[Items from a data source]
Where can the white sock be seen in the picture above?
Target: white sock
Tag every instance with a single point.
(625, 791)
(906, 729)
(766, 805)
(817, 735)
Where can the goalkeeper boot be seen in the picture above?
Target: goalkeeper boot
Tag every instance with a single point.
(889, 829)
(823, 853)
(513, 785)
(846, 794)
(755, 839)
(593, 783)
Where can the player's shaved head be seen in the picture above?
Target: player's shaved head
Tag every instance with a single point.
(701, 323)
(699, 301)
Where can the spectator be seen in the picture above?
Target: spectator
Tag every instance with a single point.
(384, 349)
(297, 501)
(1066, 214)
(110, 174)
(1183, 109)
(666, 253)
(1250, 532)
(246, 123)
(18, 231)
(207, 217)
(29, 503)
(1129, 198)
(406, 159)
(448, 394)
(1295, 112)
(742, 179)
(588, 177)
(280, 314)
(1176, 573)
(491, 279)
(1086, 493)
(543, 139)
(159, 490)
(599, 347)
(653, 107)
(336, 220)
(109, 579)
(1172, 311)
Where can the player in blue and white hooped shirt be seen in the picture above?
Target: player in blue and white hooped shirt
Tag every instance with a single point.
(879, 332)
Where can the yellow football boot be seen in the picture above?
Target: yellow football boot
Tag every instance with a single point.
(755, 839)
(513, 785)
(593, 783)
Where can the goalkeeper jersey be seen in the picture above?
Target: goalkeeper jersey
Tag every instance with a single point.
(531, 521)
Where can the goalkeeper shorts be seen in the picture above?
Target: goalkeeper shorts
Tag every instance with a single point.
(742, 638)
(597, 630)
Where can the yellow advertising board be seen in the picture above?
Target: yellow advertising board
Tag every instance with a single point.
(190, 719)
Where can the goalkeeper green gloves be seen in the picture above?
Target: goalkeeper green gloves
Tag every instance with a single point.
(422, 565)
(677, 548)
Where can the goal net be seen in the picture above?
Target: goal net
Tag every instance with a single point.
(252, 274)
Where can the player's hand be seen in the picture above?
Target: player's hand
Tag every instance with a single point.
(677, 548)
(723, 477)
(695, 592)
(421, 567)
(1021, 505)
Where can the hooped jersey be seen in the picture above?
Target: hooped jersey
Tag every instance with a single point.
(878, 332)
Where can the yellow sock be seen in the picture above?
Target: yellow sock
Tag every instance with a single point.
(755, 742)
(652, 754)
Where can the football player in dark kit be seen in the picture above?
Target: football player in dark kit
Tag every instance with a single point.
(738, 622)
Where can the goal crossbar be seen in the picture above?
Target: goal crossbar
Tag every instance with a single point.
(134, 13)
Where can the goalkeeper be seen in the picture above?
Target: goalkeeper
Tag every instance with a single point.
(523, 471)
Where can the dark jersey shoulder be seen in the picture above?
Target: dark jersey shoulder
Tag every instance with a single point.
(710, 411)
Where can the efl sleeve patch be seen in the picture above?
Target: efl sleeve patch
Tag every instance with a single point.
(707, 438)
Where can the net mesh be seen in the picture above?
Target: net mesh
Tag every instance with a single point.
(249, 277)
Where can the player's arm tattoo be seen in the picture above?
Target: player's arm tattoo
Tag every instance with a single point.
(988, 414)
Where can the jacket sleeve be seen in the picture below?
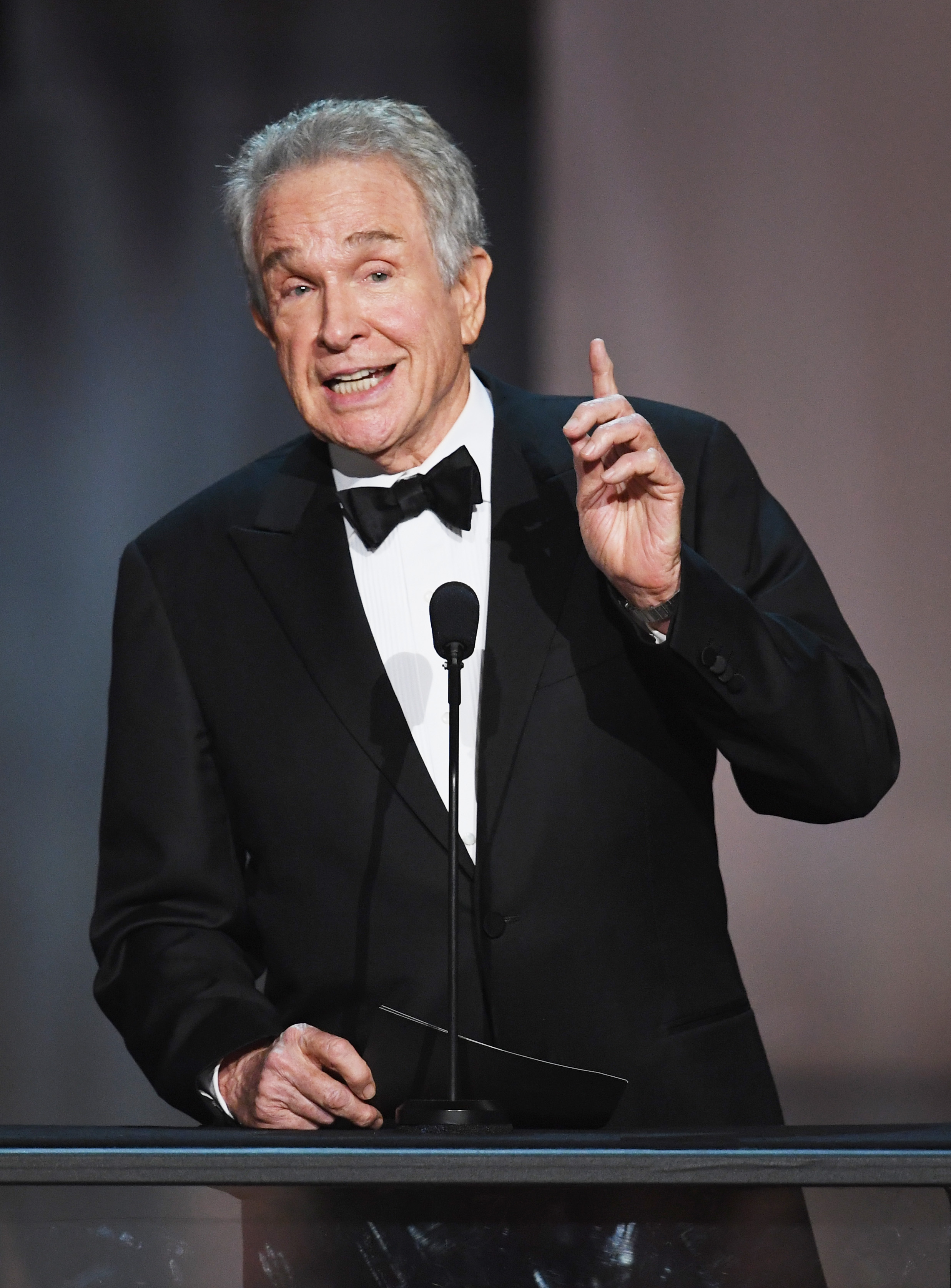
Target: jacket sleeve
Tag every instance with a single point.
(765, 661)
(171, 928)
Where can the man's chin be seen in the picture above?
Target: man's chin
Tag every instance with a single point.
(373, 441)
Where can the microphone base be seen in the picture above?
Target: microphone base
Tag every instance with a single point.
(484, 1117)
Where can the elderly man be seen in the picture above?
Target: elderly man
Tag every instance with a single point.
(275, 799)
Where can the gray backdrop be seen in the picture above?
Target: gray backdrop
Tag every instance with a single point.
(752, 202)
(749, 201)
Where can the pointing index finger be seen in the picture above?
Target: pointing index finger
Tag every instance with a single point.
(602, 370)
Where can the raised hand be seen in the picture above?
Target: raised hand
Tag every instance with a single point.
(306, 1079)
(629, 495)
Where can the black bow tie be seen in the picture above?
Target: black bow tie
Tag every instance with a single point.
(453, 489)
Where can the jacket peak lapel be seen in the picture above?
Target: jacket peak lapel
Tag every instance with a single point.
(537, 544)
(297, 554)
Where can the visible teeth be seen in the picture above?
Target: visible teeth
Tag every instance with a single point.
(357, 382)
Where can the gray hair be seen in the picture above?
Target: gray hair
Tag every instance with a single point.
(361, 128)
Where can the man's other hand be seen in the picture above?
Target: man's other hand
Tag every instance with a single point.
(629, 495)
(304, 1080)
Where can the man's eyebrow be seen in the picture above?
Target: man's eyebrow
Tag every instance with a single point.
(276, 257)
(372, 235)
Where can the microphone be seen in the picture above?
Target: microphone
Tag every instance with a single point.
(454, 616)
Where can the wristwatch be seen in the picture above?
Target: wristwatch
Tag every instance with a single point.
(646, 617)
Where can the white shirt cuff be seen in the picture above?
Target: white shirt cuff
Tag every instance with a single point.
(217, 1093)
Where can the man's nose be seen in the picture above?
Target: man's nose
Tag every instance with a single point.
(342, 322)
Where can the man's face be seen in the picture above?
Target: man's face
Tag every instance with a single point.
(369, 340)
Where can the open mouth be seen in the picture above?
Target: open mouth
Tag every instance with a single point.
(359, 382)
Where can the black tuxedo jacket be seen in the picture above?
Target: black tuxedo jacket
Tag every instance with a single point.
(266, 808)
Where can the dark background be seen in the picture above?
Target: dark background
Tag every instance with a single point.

--- Assignment ---
Run a filter over the data above and keep each line that contains the word "goalkeeper".

--- Task output ---
Where can the goalkeeper boot be seen in the picture above?
Target: goalkeeper boot
Where can the goalkeeper jersey be seen in the picture above?
Target: goalkeeper jersey
Where can the goalkeeper shorts be seen in the picture above?
Target: goalkeeper shorts
Where can the goalkeeper green gloves be seen in the picture above?
Target: goalkeeper green gloves
Where can the goalkeeper be seen in the picture above?
Target: goalkeeper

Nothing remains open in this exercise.